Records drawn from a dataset
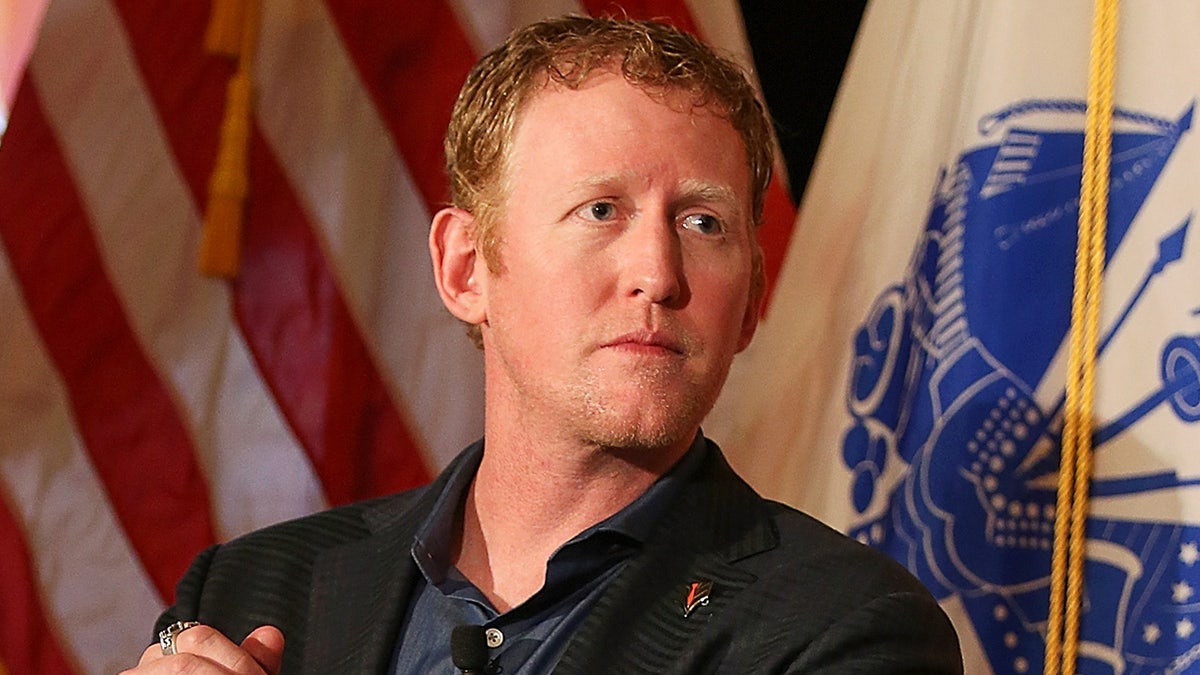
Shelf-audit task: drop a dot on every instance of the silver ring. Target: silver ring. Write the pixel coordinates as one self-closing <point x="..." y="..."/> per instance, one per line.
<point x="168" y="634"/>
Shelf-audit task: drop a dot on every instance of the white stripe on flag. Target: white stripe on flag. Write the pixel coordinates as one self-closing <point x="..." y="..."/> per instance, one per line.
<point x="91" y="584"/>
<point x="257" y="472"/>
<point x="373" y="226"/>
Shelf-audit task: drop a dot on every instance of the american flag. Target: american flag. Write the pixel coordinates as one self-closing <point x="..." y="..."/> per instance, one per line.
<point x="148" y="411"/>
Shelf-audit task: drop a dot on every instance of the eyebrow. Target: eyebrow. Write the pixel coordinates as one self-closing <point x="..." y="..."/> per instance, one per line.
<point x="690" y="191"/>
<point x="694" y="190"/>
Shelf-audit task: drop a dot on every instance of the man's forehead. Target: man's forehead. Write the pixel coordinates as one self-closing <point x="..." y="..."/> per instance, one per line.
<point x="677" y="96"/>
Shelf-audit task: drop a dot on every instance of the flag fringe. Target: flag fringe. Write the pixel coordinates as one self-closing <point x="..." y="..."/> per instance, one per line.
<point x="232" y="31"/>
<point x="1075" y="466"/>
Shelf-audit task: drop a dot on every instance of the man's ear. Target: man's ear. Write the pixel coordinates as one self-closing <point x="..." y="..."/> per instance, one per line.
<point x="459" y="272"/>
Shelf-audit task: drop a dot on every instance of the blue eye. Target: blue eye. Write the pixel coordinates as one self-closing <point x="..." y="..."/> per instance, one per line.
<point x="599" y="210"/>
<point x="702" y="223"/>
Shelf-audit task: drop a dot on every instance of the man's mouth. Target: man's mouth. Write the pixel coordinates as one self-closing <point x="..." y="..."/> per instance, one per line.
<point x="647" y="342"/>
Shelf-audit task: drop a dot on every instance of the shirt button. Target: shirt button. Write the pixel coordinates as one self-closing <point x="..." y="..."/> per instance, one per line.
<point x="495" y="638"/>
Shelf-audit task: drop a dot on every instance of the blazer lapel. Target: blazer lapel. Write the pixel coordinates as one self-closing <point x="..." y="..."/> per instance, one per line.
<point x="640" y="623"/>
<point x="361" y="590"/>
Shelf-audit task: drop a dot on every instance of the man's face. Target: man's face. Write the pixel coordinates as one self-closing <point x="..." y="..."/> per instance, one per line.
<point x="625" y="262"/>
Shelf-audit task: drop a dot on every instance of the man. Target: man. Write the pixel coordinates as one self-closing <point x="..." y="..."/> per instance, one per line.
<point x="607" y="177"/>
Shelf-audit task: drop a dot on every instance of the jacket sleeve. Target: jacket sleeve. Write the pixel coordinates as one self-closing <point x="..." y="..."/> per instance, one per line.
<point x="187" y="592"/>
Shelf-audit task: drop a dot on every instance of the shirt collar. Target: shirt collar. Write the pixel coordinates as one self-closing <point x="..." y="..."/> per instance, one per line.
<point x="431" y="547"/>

# About this exercise:
Word for word, give the entries above again, with no images included.

# Solved exercise:
Shelf-audit task: drop a dot on every instance of the silver ring. Target: silver ring. Write the pixel coordinates as one self-closing <point x="..." y="..."/> per instance, one per line.
<point x="168" y="634"/>
Shelf-audit task: drop a dot on every instance of the white stripe on flag. Target: white stripe on flag. Write the pixel coordinates as one self-closing <point x="..." y="..."/> per instance, one per line.
<point x="91" y="584"/>
<point x="257" y="472"/>
<point x="373" y="226"/>
Shelf-audit task: drop a dot on every instance of the american flag. Target: american flag. Write the pixel coordinates as one self-closing <point x="..." y="..."/> per instance, one per line.
<point x="148" y="411"/>
Shelf-audit task: drop a dot on every instance of the eyebrow. Target: eyebrow. Write the pixel coordinates as one self-closing <point x="..." y="..."/> per instance, one per line.
<point x="690" y="191"/>
<point x="694" y="190"/>
Shelf-audit task: drop a dot on every instance of the man's forehead. Target: man's forehead. Write the pixel coordinates as one self-closing <point x="..." y="..."/> per instance, one per line.
<point x="677" y="96"/>
Shelf-audit task: drop a dot on every instance of the flag fringe. Target: flag fringe. Write the pixel coordinates as one self-closing <point x="..." y="..."/> per instance, one per line.
<point x="232" y="31"/>
<point x="1075" y="466"/>
Shelf-audit task: drop a dot on every instance of the man's ear. Target: man's ear. Write the pixel coordinates as one self-closing <point x="..." y="..."/> per instance, one per line.
<point x="459" y="272"/>
Shelf-audit task: drop a dot on every instance of the blue eye. Target: blue eye. Write the pixel coordinates as one self-closing <point x="..." y="..."/> per instance, one per line.
<point x="599" y="210"/>
<point x="702" y="223"/>
Shelf-audit task: drop a dot on every instance of the man's mouth. Target: man's mouth. Write the pixel coordinates as one self-closing <point x="..." y="..."/> per instance, one per line.
<point x="647" y="342"/>
Shelf-audit task: drop a dot on every instance of the shirt button. Target: shirt button. Write the pixel coordinates as one self-closing <point x="..." y="..."/> per instance, one per line.
<point x="495" y="638"/>
Shelf-audit task: drop a dot on every instance of the blazer lapel. Target: blazer lapel. Write the pixel coordinates as one self-closing <point x="..." y="..."/> per instance, one per line.
<point x="640" y="623"/>
<point x="361" y="590"/>
Shelf-audit task: drop a dot on every instance of the man's face. Target: man's face. Write the pixel coordinates as one self-closing <point x="..." y="..."/> per instance, one per line.
<point x="625" y="262"/>
Shelf-audit task: drop a dot on every instance of the man. Target: man. Write the pixel coordinates as one self-closing <point x="..." y="..."/> per instance, one per line.
<point x="607" y="177"/>
Shelf-audit task: drop a dot on every instance of the jacket sleeve. Target: jacket sleeve. Write the pixel coordinates as one self-closing <point x="..." y="..."/> per instance, one per line.
<point x="187" y="592"/>
Shelf-audit task: drop a dot on every instance of the shirt collar. Target: shirt collar. Write the pixel coordinates as one self-closing <point x="..." y="..."/> per instance, one per line.
<point x="431" y="547"/>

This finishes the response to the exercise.